Carry none of the pictures over; write out the complete data exactly.

■ Location identification entries
*-*-*

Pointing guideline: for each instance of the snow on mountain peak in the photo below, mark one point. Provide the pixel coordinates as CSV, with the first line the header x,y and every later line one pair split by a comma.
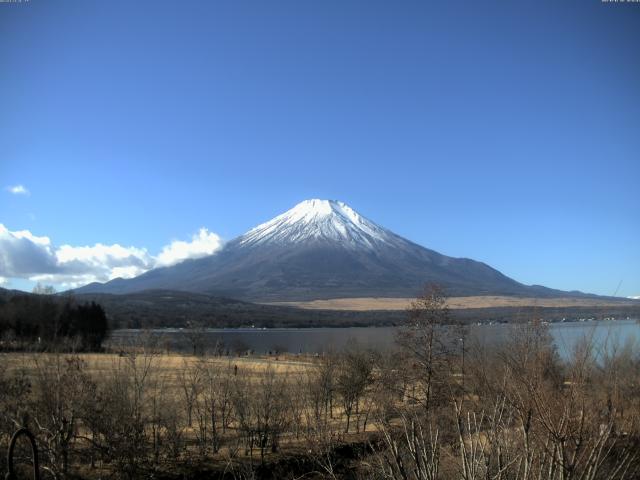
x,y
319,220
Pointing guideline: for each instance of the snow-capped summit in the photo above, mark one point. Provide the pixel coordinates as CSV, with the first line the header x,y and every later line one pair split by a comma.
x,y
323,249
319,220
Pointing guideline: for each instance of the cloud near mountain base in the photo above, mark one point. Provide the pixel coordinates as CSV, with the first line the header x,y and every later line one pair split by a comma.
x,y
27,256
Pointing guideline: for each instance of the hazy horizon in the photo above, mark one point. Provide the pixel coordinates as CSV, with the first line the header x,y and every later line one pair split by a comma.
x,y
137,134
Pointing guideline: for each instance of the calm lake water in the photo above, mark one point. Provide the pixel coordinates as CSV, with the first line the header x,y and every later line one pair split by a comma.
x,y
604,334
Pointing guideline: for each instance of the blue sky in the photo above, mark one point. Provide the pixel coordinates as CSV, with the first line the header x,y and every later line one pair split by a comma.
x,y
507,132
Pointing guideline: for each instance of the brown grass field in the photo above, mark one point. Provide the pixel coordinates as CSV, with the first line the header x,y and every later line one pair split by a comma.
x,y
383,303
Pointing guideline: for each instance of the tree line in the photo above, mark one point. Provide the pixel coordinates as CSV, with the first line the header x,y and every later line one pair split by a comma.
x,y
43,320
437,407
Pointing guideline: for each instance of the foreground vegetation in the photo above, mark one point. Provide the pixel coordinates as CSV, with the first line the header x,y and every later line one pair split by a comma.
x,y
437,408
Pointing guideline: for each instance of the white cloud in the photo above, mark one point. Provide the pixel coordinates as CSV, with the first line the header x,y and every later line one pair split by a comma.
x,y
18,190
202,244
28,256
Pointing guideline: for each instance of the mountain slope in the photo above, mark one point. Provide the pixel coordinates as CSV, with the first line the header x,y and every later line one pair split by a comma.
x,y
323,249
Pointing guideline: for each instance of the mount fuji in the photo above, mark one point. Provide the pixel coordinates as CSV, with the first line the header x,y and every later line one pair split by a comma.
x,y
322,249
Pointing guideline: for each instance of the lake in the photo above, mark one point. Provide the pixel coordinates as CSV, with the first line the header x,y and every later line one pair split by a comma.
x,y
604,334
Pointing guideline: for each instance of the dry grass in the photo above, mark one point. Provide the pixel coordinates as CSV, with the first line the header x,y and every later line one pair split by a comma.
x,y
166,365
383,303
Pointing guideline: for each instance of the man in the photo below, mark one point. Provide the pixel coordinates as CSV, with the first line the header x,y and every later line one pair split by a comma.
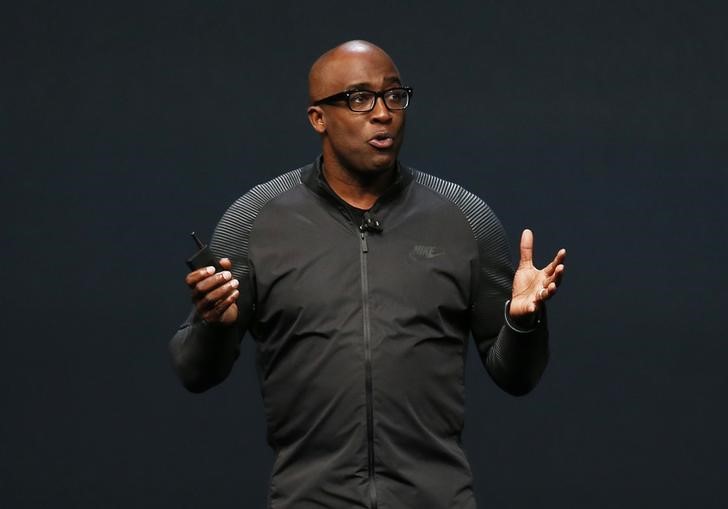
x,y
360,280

*-*-*

■ Solution to the problem
Pointing guideline: for each instance of the snow on mountain peak in the photo below, mark one point. Provide the pixel coordinates as CSV, with the first line the header x,y and every later line one pair split by a comma.
x,y
319,220
Pointing guideline: for each instance of the snow-capped summit in the photo above, mark one point. Provide the pixel coordinates as CSV, with the first line the header x,y and every later line one pair split by a comma.
x,y
323,249
319,220
Pointing guideline: for each instance of the cloud near mountain base in the photo above, mark one point. Provide the pixel coordinates as CSV, with the first line the header x,y and every later line one pair split by a comma.
x,y
27,256
Pointing guideline: for each instance of the hazy horizon in the photo above, mark one point. Provide the pixel coordinates as CSV, with the first line the header x,y and every later line one pair split by a comma.
x,y
137,134
Pointing guideline: for each instance of the calm lake water in the photo above, mark one point. Provide the pixel coordinates as CSV, with the first line the header x,y and every later line one pair split by a comma.
x,y
604,334
Pointing guideline: for each instance of the blue sky in the photo above, mark one point. Provide the pixel coordinates as CSV, with the first line the header x,y and every later line one pair split by a comma.
x,y
507,132
Pointing guideline: for each instance of the brown grass field in the photo above, mark one point. Provide the pixel coordinates as CSV, with the first line the header x,y and every later line one pair split by a comma.
x,y
383,303
Pointing guideline: for each instance of the tree line in the photo above, mark one point. Provide the pixel coordinates as CSV, with the first line the header x,y and every later line one pair split by a comma.
x,y
43,320
437,407
Pointing guideline: for each instance of the foreground vegetation in the photo above, mark one point. Provide the pixel coordinates as CSV, with the first line the header x,y and every later line one pair split by a comma.
x,y
437,408
Pointing guideline: for each instance of the white cloud in the photo above, mark one point. Provide the pixel coordinates as CSV, with the first line the header x,y and every later line one pair split by a comma.
x,y
18,190
202,244
28,256
Pointing guideline: for each instance of the mountain slope in the photo above, mark one point. Provide the pixel coordinates as CSV, with the first line the header x,y and every later line one pair split by a comma.
x,y
323,249
Pointing guideline: for each instance of the mount fuji in the photo above, mark one point. Provide the pixel coordinates as CSV, with the first line the header x,y and every later line one pair split by a comma.
x,y
322,249
Pointing guideline: for each instance of the lake in the photo above, mark one point. Provide the pixel coordinates as CSV, with the first line the header x,y and every later line one pair split by a comma.
x,y
604,334
Pointing guideline: for each instance of the dry grass in the photo above, mark one point. Provide the pixel coordinates as CSV, with the first line the header x,y and every later line one pair split by a comma.
x,y
166,365
383,303
Pointing guideline: for each instance of the man in the photo below, mark one point. Provide the pixel coordinates as CSV, with the first line the header x,y and every later line one pair split by a comma.
x,y
360,280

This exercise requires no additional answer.